▽
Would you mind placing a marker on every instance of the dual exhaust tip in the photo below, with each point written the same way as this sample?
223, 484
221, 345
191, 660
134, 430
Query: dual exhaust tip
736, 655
△
What to work on: All of the material must appear again, exactly as given.

Task output:
Would you mind placing a marker on every instance of the dual exhaust tip in the photo below, with each point written the same way as this sample?
223, 484
221, 345
191, 660
134, 430
Query: dual exhaust tip
736, 655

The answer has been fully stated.